:: Problem details ::
All lines between the start of the listing below and the line containing "and white photograph", inclusive, must be repeated exactly.

------ Data shown

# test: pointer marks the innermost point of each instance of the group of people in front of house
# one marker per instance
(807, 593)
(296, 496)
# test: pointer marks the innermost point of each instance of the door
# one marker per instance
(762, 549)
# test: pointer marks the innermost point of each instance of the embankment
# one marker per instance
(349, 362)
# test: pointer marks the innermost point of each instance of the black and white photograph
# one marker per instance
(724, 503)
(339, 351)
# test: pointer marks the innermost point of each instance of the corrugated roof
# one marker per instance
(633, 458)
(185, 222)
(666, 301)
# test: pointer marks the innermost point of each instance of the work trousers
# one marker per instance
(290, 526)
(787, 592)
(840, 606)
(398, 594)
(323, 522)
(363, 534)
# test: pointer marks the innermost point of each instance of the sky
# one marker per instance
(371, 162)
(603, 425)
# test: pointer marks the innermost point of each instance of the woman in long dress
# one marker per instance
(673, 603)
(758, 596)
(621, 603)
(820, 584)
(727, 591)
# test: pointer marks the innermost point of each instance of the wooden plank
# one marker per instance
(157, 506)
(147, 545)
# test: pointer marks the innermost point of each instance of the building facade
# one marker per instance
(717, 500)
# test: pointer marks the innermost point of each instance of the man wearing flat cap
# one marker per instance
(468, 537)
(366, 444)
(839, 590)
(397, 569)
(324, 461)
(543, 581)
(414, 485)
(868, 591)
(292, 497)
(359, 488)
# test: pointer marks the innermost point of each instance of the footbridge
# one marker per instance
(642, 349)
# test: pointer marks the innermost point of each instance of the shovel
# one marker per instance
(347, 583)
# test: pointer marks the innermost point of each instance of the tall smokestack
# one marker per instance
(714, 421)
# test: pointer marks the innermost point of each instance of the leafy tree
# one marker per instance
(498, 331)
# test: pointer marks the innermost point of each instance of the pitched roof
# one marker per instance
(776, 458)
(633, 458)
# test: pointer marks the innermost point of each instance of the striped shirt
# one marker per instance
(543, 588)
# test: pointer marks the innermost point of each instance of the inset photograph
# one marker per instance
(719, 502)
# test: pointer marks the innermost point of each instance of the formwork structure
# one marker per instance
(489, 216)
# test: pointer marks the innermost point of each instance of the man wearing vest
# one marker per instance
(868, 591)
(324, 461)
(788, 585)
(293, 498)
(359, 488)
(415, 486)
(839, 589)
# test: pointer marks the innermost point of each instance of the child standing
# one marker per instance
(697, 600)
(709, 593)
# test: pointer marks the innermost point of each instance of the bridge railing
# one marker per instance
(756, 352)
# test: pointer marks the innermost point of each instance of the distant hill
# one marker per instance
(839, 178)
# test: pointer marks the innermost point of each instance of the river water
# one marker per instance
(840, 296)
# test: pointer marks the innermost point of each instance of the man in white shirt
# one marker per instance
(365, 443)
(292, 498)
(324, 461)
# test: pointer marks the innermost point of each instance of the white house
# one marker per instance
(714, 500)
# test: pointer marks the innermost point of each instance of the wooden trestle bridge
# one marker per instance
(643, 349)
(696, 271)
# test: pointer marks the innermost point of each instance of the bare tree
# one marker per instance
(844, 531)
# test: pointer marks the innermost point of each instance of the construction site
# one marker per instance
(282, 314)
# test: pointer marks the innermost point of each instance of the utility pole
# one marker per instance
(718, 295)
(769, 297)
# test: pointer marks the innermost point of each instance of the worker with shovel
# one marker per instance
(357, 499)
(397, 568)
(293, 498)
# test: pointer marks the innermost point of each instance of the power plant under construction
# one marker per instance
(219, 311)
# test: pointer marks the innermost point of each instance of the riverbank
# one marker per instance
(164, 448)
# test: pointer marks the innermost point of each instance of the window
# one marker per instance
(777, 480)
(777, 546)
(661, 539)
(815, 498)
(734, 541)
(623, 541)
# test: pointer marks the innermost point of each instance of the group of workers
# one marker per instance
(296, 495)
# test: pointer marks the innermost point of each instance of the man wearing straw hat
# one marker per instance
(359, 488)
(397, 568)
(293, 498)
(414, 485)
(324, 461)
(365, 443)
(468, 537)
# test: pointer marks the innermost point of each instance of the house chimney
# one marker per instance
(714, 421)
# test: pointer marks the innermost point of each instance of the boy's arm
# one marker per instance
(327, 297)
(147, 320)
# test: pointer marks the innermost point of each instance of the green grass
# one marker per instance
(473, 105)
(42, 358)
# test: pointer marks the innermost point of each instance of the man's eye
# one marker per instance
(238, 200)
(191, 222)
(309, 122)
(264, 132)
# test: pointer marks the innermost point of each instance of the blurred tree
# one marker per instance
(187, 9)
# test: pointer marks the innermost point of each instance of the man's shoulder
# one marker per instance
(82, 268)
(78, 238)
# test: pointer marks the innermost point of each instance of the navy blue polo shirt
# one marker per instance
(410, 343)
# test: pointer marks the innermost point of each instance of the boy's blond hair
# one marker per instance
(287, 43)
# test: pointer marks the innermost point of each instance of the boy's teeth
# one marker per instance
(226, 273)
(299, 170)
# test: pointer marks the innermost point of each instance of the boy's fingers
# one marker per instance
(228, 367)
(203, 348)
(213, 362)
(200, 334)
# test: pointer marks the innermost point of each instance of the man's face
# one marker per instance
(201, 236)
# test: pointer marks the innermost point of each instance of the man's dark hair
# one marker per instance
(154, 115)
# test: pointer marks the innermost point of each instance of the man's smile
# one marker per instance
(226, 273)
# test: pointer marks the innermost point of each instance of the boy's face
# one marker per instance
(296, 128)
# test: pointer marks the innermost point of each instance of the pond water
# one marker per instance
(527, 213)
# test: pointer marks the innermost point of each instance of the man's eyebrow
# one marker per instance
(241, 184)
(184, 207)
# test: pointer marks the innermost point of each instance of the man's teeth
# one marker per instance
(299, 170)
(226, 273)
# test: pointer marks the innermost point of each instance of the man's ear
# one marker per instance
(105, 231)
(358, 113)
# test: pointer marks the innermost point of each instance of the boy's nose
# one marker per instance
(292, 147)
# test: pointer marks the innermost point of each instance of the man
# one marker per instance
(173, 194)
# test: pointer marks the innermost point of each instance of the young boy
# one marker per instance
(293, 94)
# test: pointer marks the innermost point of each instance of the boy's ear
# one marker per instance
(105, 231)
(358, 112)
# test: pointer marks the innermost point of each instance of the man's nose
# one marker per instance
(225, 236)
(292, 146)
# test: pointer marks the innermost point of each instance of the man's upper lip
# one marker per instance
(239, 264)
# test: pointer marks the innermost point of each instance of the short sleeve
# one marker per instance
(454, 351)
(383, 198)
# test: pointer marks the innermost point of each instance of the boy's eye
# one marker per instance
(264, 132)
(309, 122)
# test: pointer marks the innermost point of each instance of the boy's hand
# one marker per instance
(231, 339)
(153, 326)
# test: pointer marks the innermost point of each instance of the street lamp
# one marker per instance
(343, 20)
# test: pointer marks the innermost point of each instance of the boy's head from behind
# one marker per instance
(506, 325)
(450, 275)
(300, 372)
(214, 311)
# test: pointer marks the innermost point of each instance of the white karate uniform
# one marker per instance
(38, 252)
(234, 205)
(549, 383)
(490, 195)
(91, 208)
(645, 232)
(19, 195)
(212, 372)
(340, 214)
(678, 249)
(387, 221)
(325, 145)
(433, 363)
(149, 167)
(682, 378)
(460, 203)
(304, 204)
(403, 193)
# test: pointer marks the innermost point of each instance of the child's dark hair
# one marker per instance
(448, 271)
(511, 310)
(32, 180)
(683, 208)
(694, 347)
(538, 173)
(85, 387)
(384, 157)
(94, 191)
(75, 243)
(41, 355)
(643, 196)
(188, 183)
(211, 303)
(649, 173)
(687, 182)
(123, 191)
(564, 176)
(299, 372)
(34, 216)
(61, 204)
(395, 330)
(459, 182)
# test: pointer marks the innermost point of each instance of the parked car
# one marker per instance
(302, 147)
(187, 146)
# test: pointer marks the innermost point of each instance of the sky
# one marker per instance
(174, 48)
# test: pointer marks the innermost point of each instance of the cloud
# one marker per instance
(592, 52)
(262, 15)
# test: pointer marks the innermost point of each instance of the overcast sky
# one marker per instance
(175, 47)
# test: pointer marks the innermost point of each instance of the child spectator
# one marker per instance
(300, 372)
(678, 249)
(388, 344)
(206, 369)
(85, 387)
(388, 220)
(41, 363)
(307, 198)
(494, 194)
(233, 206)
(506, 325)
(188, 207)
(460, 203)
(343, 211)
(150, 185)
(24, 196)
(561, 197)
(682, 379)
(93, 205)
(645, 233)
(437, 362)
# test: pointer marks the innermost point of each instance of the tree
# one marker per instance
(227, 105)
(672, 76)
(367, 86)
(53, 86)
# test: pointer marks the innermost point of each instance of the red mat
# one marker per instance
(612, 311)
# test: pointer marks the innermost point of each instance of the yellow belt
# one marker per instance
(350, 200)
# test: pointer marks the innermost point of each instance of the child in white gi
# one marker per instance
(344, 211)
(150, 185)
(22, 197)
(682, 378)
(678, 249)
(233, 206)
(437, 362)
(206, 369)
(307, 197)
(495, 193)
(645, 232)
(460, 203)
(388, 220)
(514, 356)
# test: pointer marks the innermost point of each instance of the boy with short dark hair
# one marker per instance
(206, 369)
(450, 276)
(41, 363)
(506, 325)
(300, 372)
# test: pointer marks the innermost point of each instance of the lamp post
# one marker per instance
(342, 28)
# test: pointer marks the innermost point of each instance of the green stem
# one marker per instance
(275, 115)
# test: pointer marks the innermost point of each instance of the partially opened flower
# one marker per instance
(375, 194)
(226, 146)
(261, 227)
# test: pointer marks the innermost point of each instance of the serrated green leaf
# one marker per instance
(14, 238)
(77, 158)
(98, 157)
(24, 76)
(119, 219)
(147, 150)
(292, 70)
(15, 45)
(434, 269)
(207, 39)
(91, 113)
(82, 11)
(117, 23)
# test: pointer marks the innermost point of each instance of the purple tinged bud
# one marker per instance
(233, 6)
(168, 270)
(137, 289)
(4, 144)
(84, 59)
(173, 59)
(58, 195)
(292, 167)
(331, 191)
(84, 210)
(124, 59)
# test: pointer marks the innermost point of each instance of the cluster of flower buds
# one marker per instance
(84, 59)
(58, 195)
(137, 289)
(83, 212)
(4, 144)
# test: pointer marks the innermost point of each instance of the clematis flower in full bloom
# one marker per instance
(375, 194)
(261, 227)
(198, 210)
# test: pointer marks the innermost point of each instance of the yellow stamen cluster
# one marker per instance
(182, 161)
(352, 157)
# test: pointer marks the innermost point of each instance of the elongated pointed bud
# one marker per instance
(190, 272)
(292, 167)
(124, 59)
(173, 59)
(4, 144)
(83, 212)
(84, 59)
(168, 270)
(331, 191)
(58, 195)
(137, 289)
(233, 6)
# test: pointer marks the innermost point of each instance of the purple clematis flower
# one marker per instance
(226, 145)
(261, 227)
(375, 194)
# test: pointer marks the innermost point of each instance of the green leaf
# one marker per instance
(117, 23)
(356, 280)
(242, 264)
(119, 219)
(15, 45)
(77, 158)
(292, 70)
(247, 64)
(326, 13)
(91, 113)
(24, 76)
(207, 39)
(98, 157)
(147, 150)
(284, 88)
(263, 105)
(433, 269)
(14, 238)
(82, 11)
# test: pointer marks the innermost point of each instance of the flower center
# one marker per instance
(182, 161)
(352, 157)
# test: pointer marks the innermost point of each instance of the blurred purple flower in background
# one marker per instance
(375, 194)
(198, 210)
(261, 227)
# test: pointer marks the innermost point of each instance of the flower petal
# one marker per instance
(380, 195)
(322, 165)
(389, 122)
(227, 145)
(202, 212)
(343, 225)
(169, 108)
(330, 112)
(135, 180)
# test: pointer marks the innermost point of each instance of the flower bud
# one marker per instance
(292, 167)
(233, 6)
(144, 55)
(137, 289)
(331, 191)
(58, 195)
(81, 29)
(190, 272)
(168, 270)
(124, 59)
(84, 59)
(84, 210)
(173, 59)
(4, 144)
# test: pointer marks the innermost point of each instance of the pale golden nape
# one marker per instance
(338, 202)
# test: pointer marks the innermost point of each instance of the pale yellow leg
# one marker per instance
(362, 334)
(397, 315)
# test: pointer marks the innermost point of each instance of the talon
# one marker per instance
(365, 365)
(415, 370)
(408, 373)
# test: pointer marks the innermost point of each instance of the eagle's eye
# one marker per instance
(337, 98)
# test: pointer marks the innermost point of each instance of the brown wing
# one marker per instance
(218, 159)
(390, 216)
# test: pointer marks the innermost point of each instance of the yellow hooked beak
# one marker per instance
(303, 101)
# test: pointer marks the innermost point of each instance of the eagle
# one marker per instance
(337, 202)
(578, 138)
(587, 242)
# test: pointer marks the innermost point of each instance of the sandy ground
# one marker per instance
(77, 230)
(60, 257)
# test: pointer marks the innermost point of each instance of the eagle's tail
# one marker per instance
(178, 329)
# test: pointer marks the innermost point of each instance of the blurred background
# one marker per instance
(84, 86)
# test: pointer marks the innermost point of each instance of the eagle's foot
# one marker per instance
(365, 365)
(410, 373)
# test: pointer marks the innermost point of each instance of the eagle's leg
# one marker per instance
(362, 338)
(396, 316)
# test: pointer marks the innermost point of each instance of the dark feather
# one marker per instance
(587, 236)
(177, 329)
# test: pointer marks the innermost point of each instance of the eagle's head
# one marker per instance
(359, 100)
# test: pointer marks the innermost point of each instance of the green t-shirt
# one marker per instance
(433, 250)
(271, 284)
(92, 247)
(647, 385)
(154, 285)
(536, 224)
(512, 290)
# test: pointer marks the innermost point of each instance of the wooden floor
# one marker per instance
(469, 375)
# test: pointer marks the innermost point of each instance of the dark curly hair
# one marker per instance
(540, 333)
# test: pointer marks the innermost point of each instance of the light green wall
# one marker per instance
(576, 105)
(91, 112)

------------

:: Response area ::
# test: pointer marks the innermost point of each instance of the group of people in front of house
# one marker per instance
(807, 593)
(296, 496)
# test: pointer marks the innermost point of each instance of the door
# one marker per instance
(762, 549)
# test: pointer marks the innermost point of each instance of the embankment
# one marker per instance
(349, 362)
# test: pointer marks the innermost point of each instance of the black and white photograph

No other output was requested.